Entries from a point annotation set:

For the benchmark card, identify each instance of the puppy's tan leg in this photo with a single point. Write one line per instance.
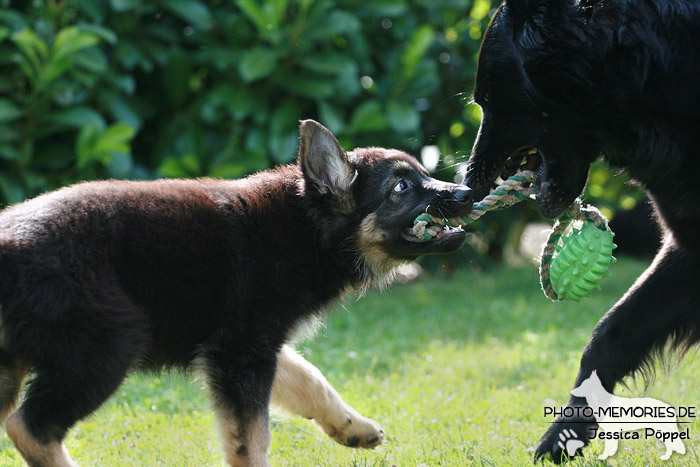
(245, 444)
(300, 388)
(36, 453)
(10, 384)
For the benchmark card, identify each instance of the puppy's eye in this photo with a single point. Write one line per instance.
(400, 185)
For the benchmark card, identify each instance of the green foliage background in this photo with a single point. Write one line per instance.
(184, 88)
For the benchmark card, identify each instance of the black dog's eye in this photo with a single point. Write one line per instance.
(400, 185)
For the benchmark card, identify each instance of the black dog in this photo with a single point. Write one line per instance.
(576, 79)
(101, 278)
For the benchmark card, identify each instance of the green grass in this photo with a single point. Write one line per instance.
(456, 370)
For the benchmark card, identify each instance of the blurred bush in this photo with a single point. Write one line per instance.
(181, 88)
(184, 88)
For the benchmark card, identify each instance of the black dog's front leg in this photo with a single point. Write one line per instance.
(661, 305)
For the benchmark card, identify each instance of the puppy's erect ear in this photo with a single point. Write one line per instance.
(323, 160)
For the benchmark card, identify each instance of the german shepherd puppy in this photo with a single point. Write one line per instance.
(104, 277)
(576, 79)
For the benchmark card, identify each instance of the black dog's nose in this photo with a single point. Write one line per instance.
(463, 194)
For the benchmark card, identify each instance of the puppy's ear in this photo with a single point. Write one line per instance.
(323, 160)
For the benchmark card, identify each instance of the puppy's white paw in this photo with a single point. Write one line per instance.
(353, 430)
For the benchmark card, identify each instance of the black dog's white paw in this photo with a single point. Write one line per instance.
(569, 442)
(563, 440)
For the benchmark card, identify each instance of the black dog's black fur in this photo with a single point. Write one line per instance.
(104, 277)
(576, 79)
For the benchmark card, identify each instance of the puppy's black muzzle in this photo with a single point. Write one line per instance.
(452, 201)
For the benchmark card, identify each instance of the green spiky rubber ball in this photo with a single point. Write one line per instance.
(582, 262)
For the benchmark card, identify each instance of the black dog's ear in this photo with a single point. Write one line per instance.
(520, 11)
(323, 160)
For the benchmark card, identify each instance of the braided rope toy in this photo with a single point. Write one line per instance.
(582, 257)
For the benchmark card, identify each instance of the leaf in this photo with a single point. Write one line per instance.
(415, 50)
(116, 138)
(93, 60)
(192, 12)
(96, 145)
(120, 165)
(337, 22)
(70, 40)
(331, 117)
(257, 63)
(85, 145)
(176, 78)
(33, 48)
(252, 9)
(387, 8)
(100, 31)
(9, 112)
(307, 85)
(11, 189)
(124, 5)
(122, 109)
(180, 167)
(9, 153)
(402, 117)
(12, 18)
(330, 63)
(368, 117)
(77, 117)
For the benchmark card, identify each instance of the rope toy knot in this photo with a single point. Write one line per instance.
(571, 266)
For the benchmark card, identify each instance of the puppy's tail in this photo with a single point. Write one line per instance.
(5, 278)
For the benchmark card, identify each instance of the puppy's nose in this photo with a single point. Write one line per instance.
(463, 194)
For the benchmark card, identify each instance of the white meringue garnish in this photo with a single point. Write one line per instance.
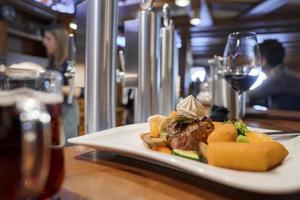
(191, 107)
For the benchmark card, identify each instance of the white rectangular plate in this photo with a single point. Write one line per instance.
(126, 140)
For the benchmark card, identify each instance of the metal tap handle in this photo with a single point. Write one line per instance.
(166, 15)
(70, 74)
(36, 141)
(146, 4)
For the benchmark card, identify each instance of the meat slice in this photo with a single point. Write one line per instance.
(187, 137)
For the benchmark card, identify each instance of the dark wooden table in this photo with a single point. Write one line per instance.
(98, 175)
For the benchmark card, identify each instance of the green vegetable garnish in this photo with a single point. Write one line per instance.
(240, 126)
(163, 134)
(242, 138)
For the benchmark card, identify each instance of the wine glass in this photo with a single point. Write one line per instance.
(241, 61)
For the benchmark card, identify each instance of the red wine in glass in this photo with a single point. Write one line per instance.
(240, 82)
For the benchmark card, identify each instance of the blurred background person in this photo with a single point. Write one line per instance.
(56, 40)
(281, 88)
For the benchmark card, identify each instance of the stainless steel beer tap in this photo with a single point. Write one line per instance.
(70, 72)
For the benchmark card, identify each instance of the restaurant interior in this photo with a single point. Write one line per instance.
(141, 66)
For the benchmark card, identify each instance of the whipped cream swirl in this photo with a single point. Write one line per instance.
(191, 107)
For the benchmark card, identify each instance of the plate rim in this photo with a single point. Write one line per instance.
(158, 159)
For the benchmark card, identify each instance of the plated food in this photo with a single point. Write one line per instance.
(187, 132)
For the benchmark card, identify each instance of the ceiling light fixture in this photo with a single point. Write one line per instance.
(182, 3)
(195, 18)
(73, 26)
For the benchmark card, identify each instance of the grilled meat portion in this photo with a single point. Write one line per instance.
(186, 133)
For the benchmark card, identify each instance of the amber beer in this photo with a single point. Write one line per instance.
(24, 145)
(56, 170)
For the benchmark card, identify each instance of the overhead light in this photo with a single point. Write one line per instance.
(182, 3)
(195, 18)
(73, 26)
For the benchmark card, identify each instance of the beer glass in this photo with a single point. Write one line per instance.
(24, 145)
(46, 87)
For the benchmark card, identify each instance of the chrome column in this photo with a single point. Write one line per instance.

--

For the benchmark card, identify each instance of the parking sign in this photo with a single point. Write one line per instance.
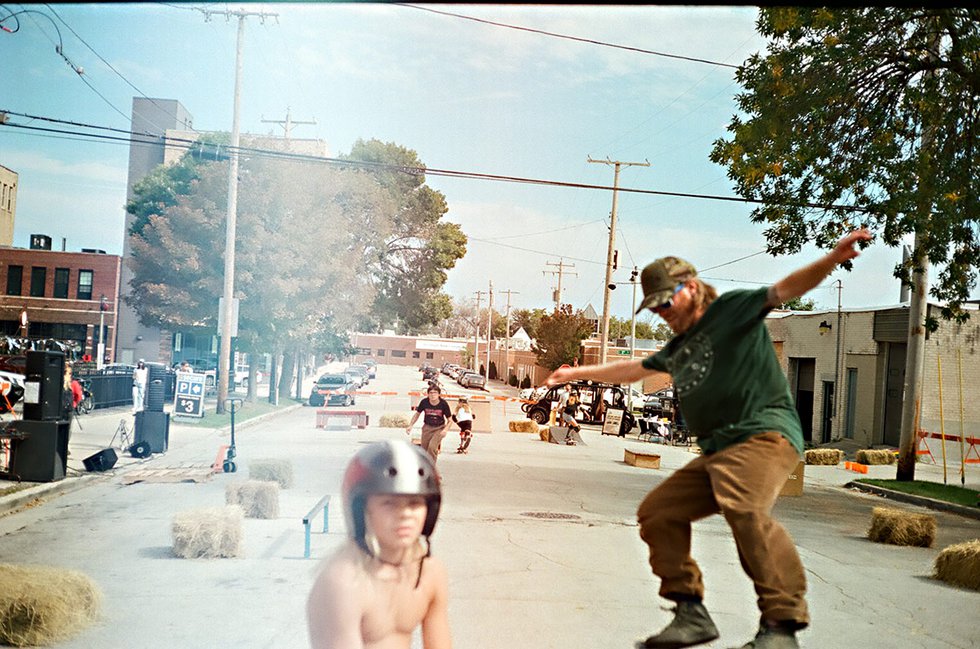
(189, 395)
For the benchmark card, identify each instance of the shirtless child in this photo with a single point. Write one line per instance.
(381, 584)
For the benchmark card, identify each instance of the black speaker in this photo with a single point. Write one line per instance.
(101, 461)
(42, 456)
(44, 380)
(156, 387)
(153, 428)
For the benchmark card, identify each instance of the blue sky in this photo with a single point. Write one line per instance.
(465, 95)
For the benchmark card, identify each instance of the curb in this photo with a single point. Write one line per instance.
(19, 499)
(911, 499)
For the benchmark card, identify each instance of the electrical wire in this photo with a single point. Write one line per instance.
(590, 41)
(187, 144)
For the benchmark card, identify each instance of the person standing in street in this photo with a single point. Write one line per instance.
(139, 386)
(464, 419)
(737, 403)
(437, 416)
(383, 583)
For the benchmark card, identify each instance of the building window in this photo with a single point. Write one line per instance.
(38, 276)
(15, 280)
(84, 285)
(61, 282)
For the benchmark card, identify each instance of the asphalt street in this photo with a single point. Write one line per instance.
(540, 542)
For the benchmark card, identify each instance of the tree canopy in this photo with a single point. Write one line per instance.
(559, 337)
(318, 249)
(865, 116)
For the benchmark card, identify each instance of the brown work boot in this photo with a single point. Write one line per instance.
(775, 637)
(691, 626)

What is asked: Update the data beginning at the line that contains "For the benchmark card, identify each instance of the overhead" and stopping after the line that contains "For the benchmark card, identify each instance of the chrome" by replacing "beer glass" with "pint glass" and leaving everything else unchanged. Return only those lines.

Result for this exercise:
For the benchmark card, identify each instance of the overhead light in this photo with a single point. Write one line per instance.
(182, 3)
(195, 18)
(73, 26)
For the benchmark card, identify each instance of the pint glass in this photo with a single point. Write one line per instance.
(24, 145)
(46, 87)
For the benchmark card, identify each instance of the chrome column in this photo with a single point. Write one line per instance.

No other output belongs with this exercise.